→ **练习目标**
把数据中从含有“433, row 360.”的那一行到含有“column 47, row 42”的那一行（首尾两行都算）重写一遍，将每处“photo”换成“image”，其余一字不改，图片不要放进答案。

→ **原始数据**
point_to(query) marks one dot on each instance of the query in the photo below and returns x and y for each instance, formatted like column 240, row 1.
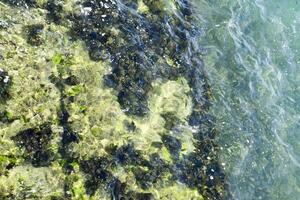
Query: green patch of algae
column 95, row 114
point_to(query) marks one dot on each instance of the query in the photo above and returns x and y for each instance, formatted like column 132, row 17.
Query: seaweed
column 5, row 85
column 33, row 34
column 54, row 9
column 20, row 3
column 36, row 142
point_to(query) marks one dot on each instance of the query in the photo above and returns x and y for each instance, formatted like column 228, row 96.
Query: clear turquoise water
column 252, row 57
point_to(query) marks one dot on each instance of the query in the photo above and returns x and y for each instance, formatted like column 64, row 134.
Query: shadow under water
column 152, row 50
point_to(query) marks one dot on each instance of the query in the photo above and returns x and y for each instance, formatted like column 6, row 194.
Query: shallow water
column 252, row 60
column 149, row 99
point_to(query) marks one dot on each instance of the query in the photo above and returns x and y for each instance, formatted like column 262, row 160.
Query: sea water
column 251, row 55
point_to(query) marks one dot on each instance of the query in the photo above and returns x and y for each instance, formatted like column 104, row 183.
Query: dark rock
column 5, row 85
column 54, row 9
column 33, row 34
column 36, row 142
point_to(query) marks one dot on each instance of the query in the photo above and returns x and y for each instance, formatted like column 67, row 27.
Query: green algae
column 59, row 81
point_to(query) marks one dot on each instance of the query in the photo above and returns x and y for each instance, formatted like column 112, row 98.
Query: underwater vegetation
column 119, row 98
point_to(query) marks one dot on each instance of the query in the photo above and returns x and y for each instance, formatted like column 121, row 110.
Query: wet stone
column 36, row 142
column 54, row 9
column 33, row 34
column 5, row 84
column 172, row 144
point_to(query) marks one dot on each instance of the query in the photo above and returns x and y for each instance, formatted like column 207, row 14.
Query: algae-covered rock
column 104, row 100
column 5, row 83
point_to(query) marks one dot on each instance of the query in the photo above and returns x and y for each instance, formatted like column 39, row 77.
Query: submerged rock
column 36, row 144
column 5, row 84
column 122, row 99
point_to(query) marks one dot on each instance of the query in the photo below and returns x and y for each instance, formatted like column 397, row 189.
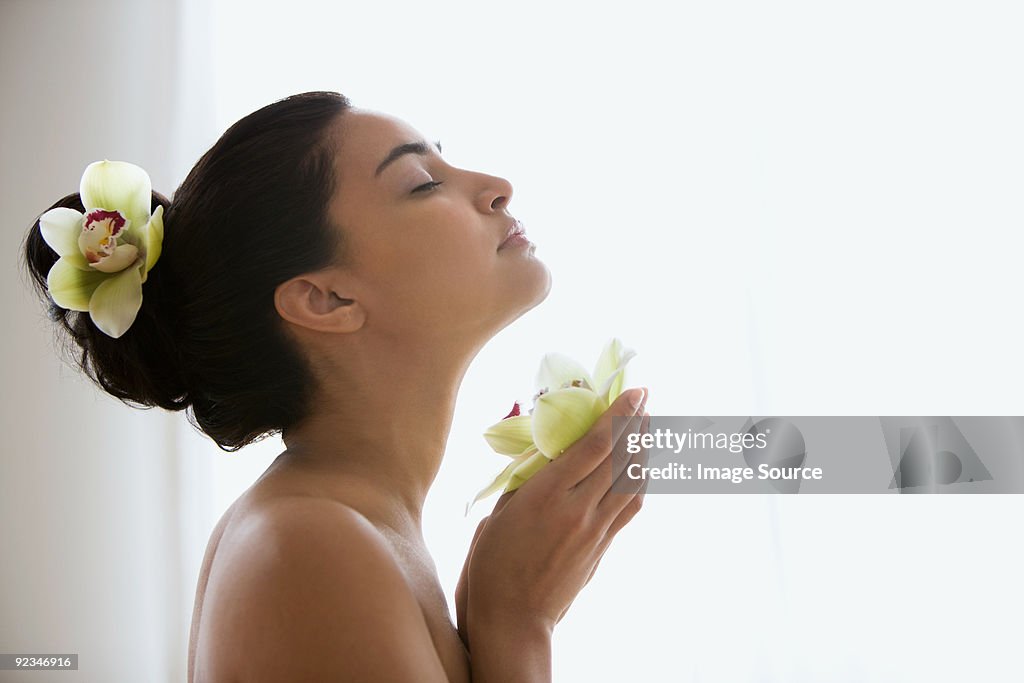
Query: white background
column 790, row 208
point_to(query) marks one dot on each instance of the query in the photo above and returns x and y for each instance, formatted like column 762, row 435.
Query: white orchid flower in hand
column 105, row 253
column 567, row 402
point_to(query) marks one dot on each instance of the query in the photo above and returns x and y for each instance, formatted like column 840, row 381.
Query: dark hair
column 251, row 214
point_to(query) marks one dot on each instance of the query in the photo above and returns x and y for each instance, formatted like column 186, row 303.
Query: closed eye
column 428, row 186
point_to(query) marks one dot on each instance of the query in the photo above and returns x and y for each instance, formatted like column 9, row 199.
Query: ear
column 312, row 301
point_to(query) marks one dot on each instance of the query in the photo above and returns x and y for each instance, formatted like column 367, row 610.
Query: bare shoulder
column 309, row 590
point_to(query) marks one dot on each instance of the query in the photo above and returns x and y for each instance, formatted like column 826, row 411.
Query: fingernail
column 637, row 400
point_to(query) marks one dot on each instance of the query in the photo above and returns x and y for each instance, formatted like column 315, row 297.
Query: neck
column 378, row 428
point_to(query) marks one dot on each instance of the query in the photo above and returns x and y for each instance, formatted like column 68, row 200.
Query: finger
column 583, row 457
column 503, row 500
column 628, row 512
column 608, row 476
column 600, row 553
column 629, row 478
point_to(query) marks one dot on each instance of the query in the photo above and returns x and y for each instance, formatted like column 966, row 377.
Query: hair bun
column 142, row 366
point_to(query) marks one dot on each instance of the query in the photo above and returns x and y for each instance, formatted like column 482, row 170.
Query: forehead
column 366, row 137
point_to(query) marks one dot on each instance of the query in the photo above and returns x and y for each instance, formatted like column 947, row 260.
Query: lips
column 514, row 229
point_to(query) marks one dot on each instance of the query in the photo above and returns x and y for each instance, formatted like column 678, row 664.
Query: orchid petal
column 118, row 186
column 502, row 479
column 116, row 302
column 153, row 240
column 71, row 287
column 510, row 436
column 79, row 261
column 612, row 384
column 121, row 258
column 526, row 469
column 561, row 417
column 559, row 371
column 607, row 361
column 60, row 228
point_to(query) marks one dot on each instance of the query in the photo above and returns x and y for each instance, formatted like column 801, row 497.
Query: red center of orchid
column 100, row 215
column 514, row 413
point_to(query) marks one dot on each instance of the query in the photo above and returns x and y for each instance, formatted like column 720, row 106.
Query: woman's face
column 427, row 259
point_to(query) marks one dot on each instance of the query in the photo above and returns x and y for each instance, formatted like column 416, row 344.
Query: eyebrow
column 418, row 147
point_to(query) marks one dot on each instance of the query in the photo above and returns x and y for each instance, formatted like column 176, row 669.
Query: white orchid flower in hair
column 105, row 253
column 567, row 402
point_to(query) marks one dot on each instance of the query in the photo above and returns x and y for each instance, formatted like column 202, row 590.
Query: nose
column 495, row 195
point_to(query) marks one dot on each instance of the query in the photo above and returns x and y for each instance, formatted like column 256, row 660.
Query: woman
column 326, row 274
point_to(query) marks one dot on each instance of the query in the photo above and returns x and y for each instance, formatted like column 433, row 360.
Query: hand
column 462, row 588
column 540, row 547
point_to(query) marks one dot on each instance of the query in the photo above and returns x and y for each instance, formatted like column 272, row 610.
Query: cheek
column 436, row 267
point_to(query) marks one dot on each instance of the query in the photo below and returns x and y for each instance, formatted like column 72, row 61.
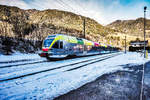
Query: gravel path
column 121, row 85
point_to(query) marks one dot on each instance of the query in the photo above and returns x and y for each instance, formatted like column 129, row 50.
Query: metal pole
column 84, row 27
column 144, row 31
column 125, row 45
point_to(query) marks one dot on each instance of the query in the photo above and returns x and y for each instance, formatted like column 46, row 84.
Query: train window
column 56, row 45
column 61, row 44
column 47, row 42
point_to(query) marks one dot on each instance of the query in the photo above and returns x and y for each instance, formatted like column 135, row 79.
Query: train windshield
column 48, row 42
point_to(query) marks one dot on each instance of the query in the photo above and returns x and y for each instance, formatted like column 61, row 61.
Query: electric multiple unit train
column 60, row 46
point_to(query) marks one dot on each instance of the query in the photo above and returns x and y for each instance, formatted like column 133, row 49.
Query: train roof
column 71, row 39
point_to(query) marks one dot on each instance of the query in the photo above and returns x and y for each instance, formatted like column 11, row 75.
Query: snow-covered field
column 52, row 83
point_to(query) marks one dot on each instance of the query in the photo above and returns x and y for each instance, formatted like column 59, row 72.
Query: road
column 121, row 85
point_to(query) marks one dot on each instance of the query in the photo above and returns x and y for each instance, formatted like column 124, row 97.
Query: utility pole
column 144, row 31
column 125, row 45
column 84, row 28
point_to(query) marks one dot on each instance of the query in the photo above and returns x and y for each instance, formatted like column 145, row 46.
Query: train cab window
column 61, row 44
column 56, row 44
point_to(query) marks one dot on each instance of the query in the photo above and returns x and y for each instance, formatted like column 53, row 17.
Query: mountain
column 35, row 25
column 26, row 29
column 131, row 27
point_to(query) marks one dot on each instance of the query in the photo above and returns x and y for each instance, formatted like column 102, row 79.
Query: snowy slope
column 54, row 83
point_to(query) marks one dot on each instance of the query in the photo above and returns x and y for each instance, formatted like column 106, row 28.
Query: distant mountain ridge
column 131, row 27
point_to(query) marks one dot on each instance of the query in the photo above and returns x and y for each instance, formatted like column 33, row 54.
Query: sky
column 103, row 11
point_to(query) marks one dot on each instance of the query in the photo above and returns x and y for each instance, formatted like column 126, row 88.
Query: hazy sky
column 103, row 11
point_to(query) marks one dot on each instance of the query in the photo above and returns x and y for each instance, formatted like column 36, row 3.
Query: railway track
column 69, row 67
column 34, row 61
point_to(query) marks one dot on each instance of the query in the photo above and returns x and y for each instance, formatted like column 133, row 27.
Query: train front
column 46, row 47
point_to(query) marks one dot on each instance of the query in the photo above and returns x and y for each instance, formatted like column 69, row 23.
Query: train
column 60, row 46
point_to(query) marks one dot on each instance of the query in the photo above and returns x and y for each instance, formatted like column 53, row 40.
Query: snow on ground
column 52, row 84
column 18, row 56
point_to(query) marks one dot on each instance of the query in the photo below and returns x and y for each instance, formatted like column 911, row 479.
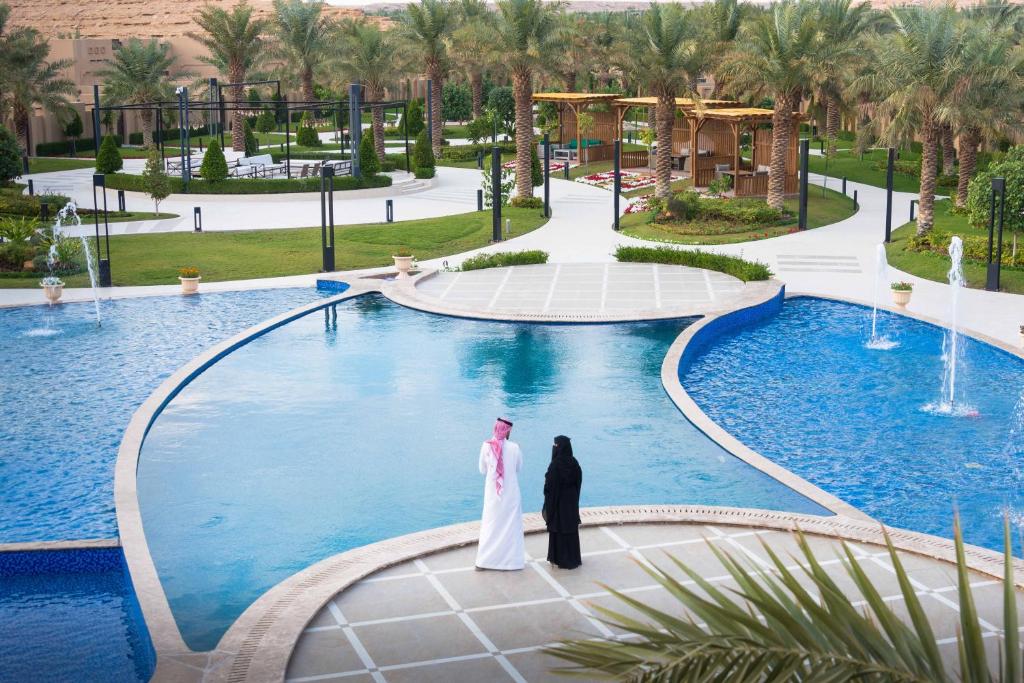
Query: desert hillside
column 126, row 18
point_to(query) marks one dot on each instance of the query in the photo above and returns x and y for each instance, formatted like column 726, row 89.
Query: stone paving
column 435, row 619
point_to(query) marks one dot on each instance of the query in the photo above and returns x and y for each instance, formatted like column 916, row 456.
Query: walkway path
column 434, row 619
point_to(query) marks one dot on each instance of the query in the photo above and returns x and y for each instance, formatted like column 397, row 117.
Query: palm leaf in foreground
column 785, row 625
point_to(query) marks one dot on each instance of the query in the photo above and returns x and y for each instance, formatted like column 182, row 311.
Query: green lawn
column 821, row 210
column 154, row 259
column 934, row 266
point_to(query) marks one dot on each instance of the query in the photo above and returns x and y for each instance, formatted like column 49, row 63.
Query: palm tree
column 808, row 629
column 375, row 58
column 236, row 43
column 138, row 73
column 30, row 80
column 660, row 51
column 525, row 32
column 472, row 44
column 919, row 73
column 994, row 94
column 776, row 55
column 428, row 26
column 843, row 26
column 303, row 36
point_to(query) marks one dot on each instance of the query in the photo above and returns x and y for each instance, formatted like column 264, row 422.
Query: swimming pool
column 802, row 389
column 328, row 433
column 69, row 389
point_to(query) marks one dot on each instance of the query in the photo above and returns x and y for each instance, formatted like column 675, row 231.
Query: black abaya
column 561, row 506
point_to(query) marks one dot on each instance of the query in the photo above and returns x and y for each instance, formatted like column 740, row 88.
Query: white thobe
column 501, row 526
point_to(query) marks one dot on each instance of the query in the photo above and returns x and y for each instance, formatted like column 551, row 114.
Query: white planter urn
column 189, row 285
column 901, row 297
column 403, row 264
column 53, row 293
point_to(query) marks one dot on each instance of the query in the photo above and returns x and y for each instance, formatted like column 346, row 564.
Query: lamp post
column 992, row 269
column 327, row 217
column 99, row 180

→ **输出结果**
point_to(query) marks one dot on each instance of the query in the image above and returns x and y for each instance, formatted like column 433, row 360.
Query: hand
column 462, row 588
column 540, row 547
point_to(query) marks one dot on each instance of the query in the image above and returns x and y for each instance, formatted like column 272, row 610.
Query: cheek
column 436, row 267
point_to(query) marks one dot on each instance of the query in the image below and returns x and y for each instance, formatted like column 72, row 61.
Query: gravel path
column 121, row 85
point_to(query) marks one dot on each instance of the query in the image above and returns x and y for each instance, formatted like column 129, row 50.
Query: metal pole
column 84, row 27
column 144, row 31
column 125, row 45
point_to(query) marks one dot on each instance of the query in the image above and returns x and y for each instance, formatted like column 46, row 84.
Query: train window
column 56, row 45
column 61, row 44
column 47, row 42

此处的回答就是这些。